Description of the task: Repeat the records between the lines holding "Rules. Find each instance of the window" and "point(282, 62)", inclusive, with the requests kept, and shift every point coordinate in the answers by -99.

Records contained in a dataset
○ ○ ○ ○ ○

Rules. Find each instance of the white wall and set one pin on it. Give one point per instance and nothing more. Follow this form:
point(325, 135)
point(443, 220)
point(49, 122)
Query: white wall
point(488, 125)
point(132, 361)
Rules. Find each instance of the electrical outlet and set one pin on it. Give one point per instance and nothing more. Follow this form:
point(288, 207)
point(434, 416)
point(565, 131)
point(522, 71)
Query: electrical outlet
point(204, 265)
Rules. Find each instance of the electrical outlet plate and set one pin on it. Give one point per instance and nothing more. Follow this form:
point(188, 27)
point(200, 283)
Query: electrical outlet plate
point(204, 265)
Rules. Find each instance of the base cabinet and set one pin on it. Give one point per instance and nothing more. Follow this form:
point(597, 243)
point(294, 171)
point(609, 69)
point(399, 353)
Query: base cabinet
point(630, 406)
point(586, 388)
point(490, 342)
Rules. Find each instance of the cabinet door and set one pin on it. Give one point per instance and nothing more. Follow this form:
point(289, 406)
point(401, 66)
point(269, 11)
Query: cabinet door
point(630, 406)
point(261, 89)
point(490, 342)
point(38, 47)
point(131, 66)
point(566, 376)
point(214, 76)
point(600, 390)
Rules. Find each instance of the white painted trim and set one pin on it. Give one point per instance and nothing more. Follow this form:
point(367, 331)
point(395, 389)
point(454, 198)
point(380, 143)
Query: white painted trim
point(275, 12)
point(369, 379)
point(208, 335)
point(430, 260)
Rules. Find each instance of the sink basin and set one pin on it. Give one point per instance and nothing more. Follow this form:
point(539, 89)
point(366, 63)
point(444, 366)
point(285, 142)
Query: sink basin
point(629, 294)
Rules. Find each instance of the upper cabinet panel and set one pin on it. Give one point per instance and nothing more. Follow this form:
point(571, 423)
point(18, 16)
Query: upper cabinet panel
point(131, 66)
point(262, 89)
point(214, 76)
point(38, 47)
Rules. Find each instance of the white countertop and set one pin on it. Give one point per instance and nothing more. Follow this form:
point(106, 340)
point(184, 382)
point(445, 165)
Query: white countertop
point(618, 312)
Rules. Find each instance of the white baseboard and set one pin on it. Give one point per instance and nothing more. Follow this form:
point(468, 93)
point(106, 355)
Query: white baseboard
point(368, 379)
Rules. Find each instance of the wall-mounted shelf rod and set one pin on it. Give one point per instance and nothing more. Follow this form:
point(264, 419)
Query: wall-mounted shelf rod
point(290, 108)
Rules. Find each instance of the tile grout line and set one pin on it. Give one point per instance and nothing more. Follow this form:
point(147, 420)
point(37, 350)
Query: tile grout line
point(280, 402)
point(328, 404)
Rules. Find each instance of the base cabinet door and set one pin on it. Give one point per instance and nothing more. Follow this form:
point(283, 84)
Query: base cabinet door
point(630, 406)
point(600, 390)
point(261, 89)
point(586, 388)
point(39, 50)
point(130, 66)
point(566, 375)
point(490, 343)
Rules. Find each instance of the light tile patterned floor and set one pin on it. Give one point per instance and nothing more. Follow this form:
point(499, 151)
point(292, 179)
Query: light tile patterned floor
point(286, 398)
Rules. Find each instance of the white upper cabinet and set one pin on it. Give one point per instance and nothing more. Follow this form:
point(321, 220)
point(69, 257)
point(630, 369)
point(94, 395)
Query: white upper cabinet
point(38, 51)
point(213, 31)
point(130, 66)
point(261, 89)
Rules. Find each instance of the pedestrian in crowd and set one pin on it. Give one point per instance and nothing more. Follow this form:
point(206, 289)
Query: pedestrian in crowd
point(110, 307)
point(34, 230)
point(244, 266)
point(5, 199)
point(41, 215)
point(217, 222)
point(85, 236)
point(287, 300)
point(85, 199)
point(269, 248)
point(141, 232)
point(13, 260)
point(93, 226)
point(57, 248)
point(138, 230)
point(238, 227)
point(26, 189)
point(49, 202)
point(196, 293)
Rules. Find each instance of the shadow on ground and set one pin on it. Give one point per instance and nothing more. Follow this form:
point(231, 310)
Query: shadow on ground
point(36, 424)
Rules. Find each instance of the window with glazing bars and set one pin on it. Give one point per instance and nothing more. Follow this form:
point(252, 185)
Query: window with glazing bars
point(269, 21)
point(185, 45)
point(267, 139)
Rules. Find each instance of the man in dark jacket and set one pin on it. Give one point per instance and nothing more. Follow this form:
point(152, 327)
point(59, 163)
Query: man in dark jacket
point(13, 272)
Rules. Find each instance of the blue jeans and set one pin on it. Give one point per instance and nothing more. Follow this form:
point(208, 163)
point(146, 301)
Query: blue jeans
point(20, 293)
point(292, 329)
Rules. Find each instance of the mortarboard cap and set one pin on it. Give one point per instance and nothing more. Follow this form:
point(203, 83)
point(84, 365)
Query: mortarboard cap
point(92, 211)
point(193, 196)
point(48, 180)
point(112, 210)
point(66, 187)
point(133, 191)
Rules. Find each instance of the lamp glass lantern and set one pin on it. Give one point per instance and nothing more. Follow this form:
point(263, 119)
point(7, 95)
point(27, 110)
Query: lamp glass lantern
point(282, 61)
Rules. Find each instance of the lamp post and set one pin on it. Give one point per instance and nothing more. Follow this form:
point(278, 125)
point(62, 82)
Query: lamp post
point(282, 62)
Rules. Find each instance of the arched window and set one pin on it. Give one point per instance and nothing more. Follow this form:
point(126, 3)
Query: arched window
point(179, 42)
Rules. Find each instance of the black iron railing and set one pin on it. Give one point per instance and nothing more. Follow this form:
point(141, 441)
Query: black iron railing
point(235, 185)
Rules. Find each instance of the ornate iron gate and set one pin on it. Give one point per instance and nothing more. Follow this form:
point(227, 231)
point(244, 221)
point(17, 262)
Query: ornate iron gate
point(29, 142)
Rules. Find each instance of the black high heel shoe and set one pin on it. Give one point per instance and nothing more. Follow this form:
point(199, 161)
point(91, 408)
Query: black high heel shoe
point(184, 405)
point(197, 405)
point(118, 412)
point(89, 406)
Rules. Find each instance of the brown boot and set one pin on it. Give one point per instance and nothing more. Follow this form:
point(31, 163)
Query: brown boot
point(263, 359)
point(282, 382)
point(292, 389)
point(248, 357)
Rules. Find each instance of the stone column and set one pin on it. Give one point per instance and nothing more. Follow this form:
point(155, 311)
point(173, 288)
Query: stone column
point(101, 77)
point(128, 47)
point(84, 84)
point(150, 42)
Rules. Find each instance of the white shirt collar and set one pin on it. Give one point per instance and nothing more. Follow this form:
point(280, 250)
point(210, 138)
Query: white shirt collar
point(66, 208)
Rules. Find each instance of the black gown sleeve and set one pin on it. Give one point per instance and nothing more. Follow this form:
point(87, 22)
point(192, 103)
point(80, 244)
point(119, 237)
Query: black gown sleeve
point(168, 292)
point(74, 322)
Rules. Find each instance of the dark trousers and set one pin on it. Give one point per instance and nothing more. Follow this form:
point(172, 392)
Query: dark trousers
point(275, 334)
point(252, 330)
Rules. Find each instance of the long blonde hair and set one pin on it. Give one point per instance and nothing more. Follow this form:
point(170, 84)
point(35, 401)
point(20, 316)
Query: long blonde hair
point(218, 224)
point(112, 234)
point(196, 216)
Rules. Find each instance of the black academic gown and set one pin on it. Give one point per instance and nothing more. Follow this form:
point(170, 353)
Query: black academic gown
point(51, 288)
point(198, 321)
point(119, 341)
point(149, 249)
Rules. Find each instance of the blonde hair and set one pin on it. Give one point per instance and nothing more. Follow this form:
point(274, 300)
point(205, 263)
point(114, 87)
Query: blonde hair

○ ○ ○ ○ ○

Full solution:
Rules. Find each instance of the window with glazing bars and set one pin on it. Give one point per instance and nothing more. Follow this form:
point(252, 185)
Query: window with glazing bars
point(170, -78)
point(86, -54)
point(168, 40)
Rules. Find each instance of the man in dark jacket and set one pin on it. Give one point per instance and nothing more. Follow this form:
point(152, 327)
point(59, 163)
Query: man in dark jacket
point(-86, 173)
Rules. Find each instance of the blue jeans and set one pin on it. Give one point per instance and nothing more. Follow this form:
point(208, 163)
point(146, 301)
Query: blue jeans
point(-79, 194)
point(193, 230)
Rules. Find each instance of the mortarboard cap and set one pin on it. Give one point per instance and nothing more. Follow this form:
point(203, 83)
point(84, 365)
Query: mortarboard cap
point(-7, 112)
point(94, 97)
point(-51, 81)
point(13, 111)
point(-33, 88)
point(34, 92)
Rules. Find each instance of the lamp glass lantern and set one pin on it. Give one point per instance and nothing more. Follow this form:
point(263, 119)
point(7, 95)
point(27, 110)
Query: lamp glass lantern
point(183, -38)
Rules. Find each instance of the lamp post and set one pin on it. Give one point per instance and nothing more. Follow this form:
point(278, 125)
point(62, 82)
Query: lamp post
point(183, -37)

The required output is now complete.